TASK PROMPT:
Pull out every line of the entries below that contains the word "instance". Uppercase and lowercase letters must match.

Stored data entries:
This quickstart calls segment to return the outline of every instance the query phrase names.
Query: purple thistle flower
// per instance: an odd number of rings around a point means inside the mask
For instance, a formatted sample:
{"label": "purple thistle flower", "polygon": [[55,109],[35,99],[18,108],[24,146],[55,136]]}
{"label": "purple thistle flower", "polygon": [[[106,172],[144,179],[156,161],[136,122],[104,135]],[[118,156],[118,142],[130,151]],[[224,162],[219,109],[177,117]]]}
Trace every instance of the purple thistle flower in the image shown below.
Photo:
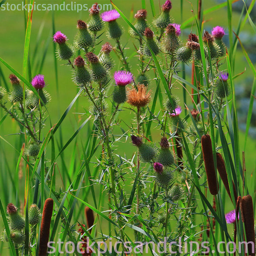
{"label": "purple thistle flower", "polygon": [[181,109],[181,108],[180,106],[178,106],[178,107],[175,109],[175,111],[173,113],[169,113],[169,114],[171,116],[177,116],[182,112],[182,110]]}
{"label": "purple thistle flower", "polygon": [[53,36],[53,41],[58,44],[64,44],[67,40],[65,35],[60,31],[57,31]]}
{"label": "purple thistle flower", "polygon": [[212,35],[215,38],[221,39],[225,35],[225,30],[223,27],[217,26],[212,29]]}
{"label": "purple thistle flower", "polygon": [[35,89],[43,89],[45,86],[44,75],[39,74],[36,76],[32,79],[31,84]]}
{"label": "purple thistle flower", "polygon": [[154,163],[154,169],[157,173],[161,174],[163,172],[163,165],[160,163]]}
{"label": "purple thistle flower", "polygon": [[[235,223],[236,222],[236,210],[233,210],[225,215],[226,221],[228,224]],[[239,215],[238,215],[239,219]]]}
{"label": "purple thistle flower", "polygon": [[172,23],[171,25],[175,27],[176,35],[177,36],[179,36],[181,33],[180,31],[180,24],[177,24],[176,23]]}
{"label": "purple thistle flower", "polygon": [[172,3],[170,0],[167,0],[163,6],[163,10],[169,11],[172,9]]}
{"label": "purple thistle flower", "polygon": [[101,17],[103,21],[109,22],[118,19],[120,17],[120,14],[117,11],[114,9],[105,12],[101,15]]}
{"label": "purple thistle flower", "polygon": [[116,71],[114,74],[114,79],[116,85],[125,86],[133,81],[134,76],[128,71],[123,70]]}
{"label": "purple thistle flower", "polygon": [[224,72],[220,72],[220,76],[219,78],[220,80],[222,80],[223,81],[225,82],[228,79],[228,73],[224,73]]}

EXPECTED ANSWER:
This quickstart calls segment to return the outline of every instance the query phrase names.
// per instance: an odd number of rings around a point means inside the mask
For instance, a formatted sample:
Trace every instance of the purple thistle flower in the image shown below.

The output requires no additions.